ENTRIES SHOWN
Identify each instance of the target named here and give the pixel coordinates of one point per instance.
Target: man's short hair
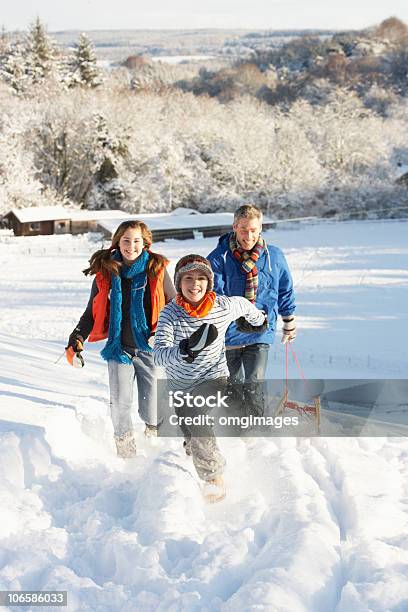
(248, 211)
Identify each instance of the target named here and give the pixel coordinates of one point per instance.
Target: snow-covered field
(309, 524)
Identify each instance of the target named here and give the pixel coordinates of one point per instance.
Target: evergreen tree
(42, 56)
(13, 65)
(84, 70)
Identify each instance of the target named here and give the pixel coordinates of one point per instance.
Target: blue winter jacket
(274, 296)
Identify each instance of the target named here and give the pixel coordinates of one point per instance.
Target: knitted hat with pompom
(188, 263)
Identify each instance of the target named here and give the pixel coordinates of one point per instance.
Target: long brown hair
(101, 261)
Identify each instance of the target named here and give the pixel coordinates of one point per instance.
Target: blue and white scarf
(140, 329)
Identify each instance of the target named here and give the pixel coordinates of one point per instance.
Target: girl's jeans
(122, 377)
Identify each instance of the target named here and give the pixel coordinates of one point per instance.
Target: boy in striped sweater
(190, 344)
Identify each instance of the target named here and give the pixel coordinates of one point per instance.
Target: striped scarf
(248, 261)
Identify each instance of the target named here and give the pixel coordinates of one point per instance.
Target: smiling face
(131, 245)
(193, 286)
(247, 232)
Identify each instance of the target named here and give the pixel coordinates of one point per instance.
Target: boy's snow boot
(126, 445)
(214, 490)
(151, 431)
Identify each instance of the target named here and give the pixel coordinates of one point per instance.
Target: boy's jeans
(122, 377)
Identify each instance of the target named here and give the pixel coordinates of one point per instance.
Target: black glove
(288, 329)
(198, 341)
(73, 351)
(247, 328)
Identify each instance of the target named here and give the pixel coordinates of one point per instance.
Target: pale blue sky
(253, 14)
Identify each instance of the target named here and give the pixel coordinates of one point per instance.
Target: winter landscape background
(311, 124)
(301, 123)
(309, 524)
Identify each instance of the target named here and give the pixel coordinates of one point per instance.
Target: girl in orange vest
(130, 288)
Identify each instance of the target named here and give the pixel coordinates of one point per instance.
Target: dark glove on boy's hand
(73, 351)
(198, 341)
(244, 326)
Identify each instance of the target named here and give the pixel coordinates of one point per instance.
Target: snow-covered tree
(83, 69)
(42, 56)
(13, 65)
(108, 189)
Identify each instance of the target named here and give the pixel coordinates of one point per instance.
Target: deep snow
(309, 524)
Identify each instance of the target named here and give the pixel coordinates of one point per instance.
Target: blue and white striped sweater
(175, 324)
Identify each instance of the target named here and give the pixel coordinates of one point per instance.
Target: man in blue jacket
(245, 265)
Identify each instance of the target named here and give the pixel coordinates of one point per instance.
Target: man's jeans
(122, 377)
(247, 366)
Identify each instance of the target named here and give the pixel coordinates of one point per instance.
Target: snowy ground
(309, 524)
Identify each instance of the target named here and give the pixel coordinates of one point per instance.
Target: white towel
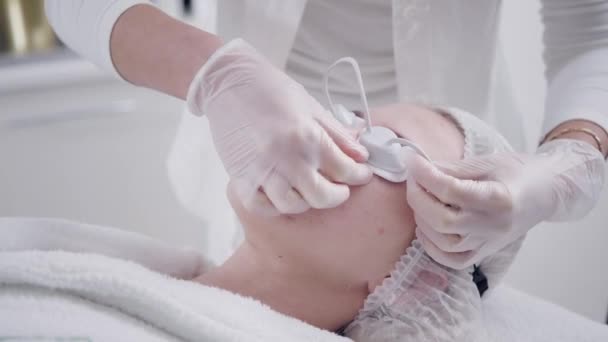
(47, 293)
(38, 276)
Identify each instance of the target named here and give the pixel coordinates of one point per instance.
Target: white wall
(564, 263)
(85, 170)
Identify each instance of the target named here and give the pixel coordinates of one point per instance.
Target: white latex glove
(282, 150)
(470, 209)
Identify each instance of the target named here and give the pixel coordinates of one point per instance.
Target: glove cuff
(578, 170)
(195, 100)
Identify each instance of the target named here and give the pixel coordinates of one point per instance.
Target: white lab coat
(446, 52)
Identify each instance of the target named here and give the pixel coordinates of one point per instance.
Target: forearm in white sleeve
(576, 56)
(85, 26)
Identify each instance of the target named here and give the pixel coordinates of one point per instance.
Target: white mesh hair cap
(421, 301)
(424, 301)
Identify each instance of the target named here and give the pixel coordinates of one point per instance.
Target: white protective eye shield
(386, 149)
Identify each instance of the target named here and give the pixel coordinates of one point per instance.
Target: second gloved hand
(282, 150)
(470, 209)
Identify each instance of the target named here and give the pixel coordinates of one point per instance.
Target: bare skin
(151, 49)
(320, 266)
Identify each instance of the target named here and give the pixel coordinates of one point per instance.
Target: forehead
(436, 134)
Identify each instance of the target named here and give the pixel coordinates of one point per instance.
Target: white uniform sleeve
(85, 26)
(576, 55)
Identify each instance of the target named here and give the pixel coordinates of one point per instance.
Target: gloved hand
(271, 135)
(470, 209)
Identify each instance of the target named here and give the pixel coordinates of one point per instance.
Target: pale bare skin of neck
(321, 265)
(272, 280)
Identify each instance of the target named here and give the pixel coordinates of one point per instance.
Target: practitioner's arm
(145, 38)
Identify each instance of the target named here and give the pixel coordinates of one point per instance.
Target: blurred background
(79, 144)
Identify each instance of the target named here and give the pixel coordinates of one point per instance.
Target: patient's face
(359, 241)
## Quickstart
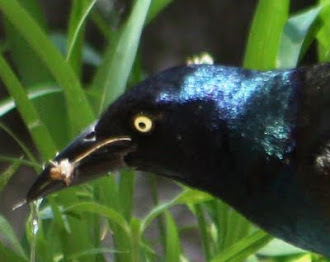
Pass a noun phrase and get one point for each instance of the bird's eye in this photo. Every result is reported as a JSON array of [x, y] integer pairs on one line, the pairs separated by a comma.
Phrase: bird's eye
[[143, 123]]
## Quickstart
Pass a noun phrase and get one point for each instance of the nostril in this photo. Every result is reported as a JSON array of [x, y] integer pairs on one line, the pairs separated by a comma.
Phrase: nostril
[[90, 136]]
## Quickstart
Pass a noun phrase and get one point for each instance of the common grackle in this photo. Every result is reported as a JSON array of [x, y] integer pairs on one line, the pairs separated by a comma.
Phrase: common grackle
[[258, 140]]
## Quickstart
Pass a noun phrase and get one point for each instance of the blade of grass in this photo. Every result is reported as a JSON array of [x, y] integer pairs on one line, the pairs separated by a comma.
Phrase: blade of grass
[[111, 78], [8, 173], [126, 191], [294, 36], [156, 7], [37, 129], [20, 52], [9, 236], [203, 229], [79, 13], [324, 32], [188, 196], [77, 103], [8, 255], [243, 248], [9, 104], [265, 33], [34, 165], [24, 148], [102, 210], [173, 248]]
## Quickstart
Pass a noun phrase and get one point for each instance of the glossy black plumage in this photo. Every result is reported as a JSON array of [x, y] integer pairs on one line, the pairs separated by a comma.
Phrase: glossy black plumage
[[257, 140]]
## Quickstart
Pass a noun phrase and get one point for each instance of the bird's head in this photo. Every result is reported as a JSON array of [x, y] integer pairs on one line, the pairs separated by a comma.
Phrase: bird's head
[[152, 127]]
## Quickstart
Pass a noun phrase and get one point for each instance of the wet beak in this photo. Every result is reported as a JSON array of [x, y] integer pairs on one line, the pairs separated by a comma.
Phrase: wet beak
[[86, 158]]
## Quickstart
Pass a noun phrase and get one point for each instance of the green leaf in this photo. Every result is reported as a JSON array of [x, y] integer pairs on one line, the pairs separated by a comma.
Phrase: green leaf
[[79, 13], [20, 52], [112, 76], [93, 252], [278, 247], [77, 103], [243, 248], [188, 196], [323, 35], [101, 210], [8, 255], [265, 33], [173, 248], [294, 36], [37, 129], [22, 145], [8, 235], [156, 7], [192, 196], [38, 91], [126, 192], [7, 174]]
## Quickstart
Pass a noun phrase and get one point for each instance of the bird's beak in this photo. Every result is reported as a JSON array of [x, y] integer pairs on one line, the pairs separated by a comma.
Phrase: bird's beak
[[86, 158]]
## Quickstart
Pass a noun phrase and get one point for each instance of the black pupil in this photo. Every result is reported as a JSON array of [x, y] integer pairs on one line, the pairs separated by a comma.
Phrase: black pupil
[[142, 125]]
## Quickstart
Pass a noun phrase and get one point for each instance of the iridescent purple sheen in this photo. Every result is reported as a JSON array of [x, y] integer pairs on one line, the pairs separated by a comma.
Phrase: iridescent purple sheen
[[257, 104]]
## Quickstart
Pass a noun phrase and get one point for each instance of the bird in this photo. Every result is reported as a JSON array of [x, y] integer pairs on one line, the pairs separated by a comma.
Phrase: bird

PROBLEM STATEMENT
Exact reproduction of the entries above is what's needed; images stay out.

EXERCISE OUTPUT
Identify each instance of the target named here and give the pixel coordinates of one point per instance.
Target: man's short hair
(248, 211)
Identify each instance of the target named here and give the pixel coordinates of one point per instance.
Target: snow-covered field
(309, 524)
Identify each instance of the target named here and give the pixel coordinates of one point per instance.
Target: evergreen tree
(42, 56)
(13, 65)
(84, 70)
Identify each instance of the target named here and give the pixel coordinates of one point per instance.
Target: blue winter jacket
(274, 296)
Identify each instance of the target named here and give the pixel coordinates of one point per instance.
Target: knitted hat with pompom
(188, 263)
Identify each instance of the target named here and give the pixel coordinates of one point per instance.
Target: long brown hair
(101, 261)
Identify each instance of the target named here and give the pixel coordinates of one point per instance.
Target: blue and white scarf
(140, 329)
Identify each instance of the target named here and give the pixel coordinates of one point per instance.
Target: girl's jeans
(122, 377)
Identify each instance of the target named here and give the pixel coordinates of one point per instance.
Target: boy in striped sweater
(190, 344)
Identify each instance of the target named here and give the pixel coordinates of one point per instance.
Target: striped scarf
(248, 261)
Identify each instance of the target named here and give the pixel coordinates of one point per instance.
Target: smiling face
(131, 245)
(193, 286)
(247, 232)
Identify each instance of the target named here and give the pixel coordinates of one point per instance.
Target: boy's snow boot
(126, 445)
(214, 490)
(151, 431)
Identify each instance of the target named here and give the pixel coordinates of one point per instance.
Target: boy's jeans
(122, 377)
Identify each instance of the target named here and give the pixel coordinates of one point per instance.
Target: black glove
(288, 329)
(198, 341)
(73, 351)
(247, 328)
Identify each instance of the target named here and give the pixel coordinates of one point per instance.
Target: pale blue sky
(253, 14)
Identify each instance of the target named here and give the pixel coordinates of one point per instance.
Target: winter landscape background
(311, 124)
(301, 123)
(309, 524)
Identify each instance of the target named here and give the pixel coordinates of one point per instance.
Target: girl in orange vest
(130, 288)
Identify each instance of the target named here and give the pixel coordinates of one point per instance.
Target: dark glove on boy's hand
(73, 351)
(198, 341)
(244, 326)
Identify each instance of the target named here and give the pixel coordinates of one point per instance.
Target: snow-covered tree
(83, 69)
(42, 56)
(13, 65)
(108, 189)
Identify each instance of the target named here and give the pixel coordinates of one point per instance.
Target: deep snow
(309, 524)
Identify each instance of the target named here and give the pixel coordinates of one point per instance.
Target: blue and white striped sweater
(175, 324)
Identify each instance of the target named here and give the pixel coordinates of one point per instance.
Target: man in blue jacket
(245, 265)
Identify each instance of the target named here and give the pixel coordinates of one point per instance.
Target: man's jeans
(122, 377)
(247, 366)
Identify each instance of the target named here and give the pixel coordinates of one point per instance.
Target: snowy ground
(309, 524)
Identify each instance of the target named here and give the pixel coordinates of one point per instance.
Target: white towel
(47, 293)
(38, 276)
Identify each instance of the target named here and give the pixel coordinates of one point per instance.
Target: white wall
(564, 263)
(85, 170)
Identify each instance of the target named here and give the pixel coordinates of one point per instance.
Target: white latex glove
(282, 150)
(470, 209)
Identify each instance of the target named here and give the pixel coordinates of one point per instance.
Target: glove cuff
(578, 170)
(195, 100)
Identify each instance of the target named here and give the pixel coordinates of one point per instance.
Target: white lab coat
(446, 52)
Identify each instance of the target named here and give the pixel coordinates of one point per instance.
Target: forearm in white sleeve
(576, 56)
(85, 26)
Identify each instance of the target named here and give the pixel coordinates of one point per instance.
Target: white mesh hair cap
(421, 301)
(424, 301)
Identify each instance of the target named here and give the pixel coordinates of one point per instance.
Target: white protective eye shield
(386, 149)
Identify each instance of the target named here and give the pixel coordinates of one point per instance.
Target: second gloved hand
(282, 150)
(470, 209)
Identify each instance of the target named here and give the pixel coordinates of one point per instance.
Target: bare skin
(151, 49)
(320, 266)
Identify each instance of the target named here and give the pixel coordinates of one point per instance.
Target: forehead
(436, 134)
Identify each instance of the target named here and give the pixel coordinates of one point per instance.
Target: white uniform sleeve
(85, 26)
(576, 55)
Identify each instance of the target named here and give the pixel coordinates of one point per instance.
Target: gloved hand
(271, 135)
(470, 209)
Identify each instance of the target named here and give the pixel coordinates of one point per instance.
Target: pale bare skin of neck
(321, 265)
(272, 280)
Identify each instance of the target named here and give the pixel coordinates of one point per instance.
Target: practitioner's arm
(145, 38)
Identify each instance of the target named here and give the pixel coordinates of one point per instance.
Target: blurred background
(79, 144)
Identify each instance of the target named here and give the pixel coordinates of one point per instance.
Target: patient's face
(359, 241)
## Quickstart
Pass a noun phrase and get one point for each instance of the bird's eye in this photo. Every result is reported as a JSON array of [x, y] integer pairs on one line, the pairs separated by a comma.
Phrase: bird's eye
[[143, 123]]
## Quickstart
Pass a noun phrase and get one point for each instance of the nostril in this photo. Every result is reported as a JSON array of [x, y] integer pairs on one line, the pairs separated by a comma.
Phrase: nostril
[[90, 136]]
## Quickstart
Pass a noun phrase and get one point for each instance of the common grackle in this photo. Every result is reported as a JSON array of [x, y] integer pairs on one line, the pairs separated by a comma.
Phrase: common grackle
[[258, 140]]
## Quickstart
Pass a noun phrase and get one point for each instance of the blade of grass in this photo. Every result is reported as a JSON array of [x, y] integer pairs on one line, the pairs separated by a comma.
Phrase: blade of grass
[[111, 78], [8, 173], [126, 191], [294, 36], [156, 7], [37, 129], [20, 52], [9, 236], [203, 229], [79, 13], [324, 32], [188, 196], [77, 103], [8, 255], [243, 248], [9, 104], [265, 33], [34, 165], [24, 148], [102, 210], [173, 248]]
## Quickstart
Pass a noun phrase and get one point for each instance of the glossy black plumage in this photo. Every result is reported as a JSON array of [x, y] integer pairs on one line, the pairs separated by a comma.
Phrase: glossy black plumage
[[257, 140]]
## Quickstart
Pass a noun phrase and get one point for each instance of the bird's head in this photo. Every result is reported as a JSON array of [x, y] integer pairs on one line, the pairs separated by a comma.
Phrase: bird's head
[[152, 127]]
## Quickstart
Pass a noun phrase and get one point for each instance of the wet beak in this photo. Every result is reported as a JSON array of [x, y] integer pairs on one line, the pairs separated by a comma.
Phrase: wet beak
[[86, 158]]
## Quickstart
Pass a noun phrase and get one point for each instance of the green leaf in this photo. Every result is reported as a JSON array of [x, y] integer pairs on one line, the pairs separated by a comma.
Phrase: green leaf
[[79, 13], [20, 52], [112, 76], [93, 252], [278, 247], [77, 103], [243, 248], [188, 196], [323, 35], [101, 210], [8, 255], [265, 33], [173, 248], [294, 36], [37, 129], [22, 145], [8, 235], [156, 7], [192, 196], [38, 91], [126, 192], [7, 174]]
## Quickstart
Pass a noun phrase and get one point for each instance of the bird's beak in this photo. Every result is reported as a JSON array of [x, y] integer pairs on one line, the pairs separated by a comma.
Phrase: bird's beak
[[86, 158]]
## Quickstart
Pass a noun phrase and get one point for each instance of the black pupil in this photo. Every result is reported as a JSON array of [x, y] integer pairs on one line, the pairs separated by a comma.
Phrase: black pupil
[[142, 125]]
## Quickstart
Pass a noun phrase and get one point for each instance of the iridescent purple sheen in this photo. Every result is reported as a JSON array of [x, y] integer pairs on one line, the pairs separated by a comma.
Phrase: iridescent purple sheen
[[257, 104]]
## Quickstart
Pass a noun phrase and get one point for each instance of the bird in this photo. Every result is reported as a JSON array of [x, y] integer pairs on one line, the pairs separated by a comma.
Phrase: bird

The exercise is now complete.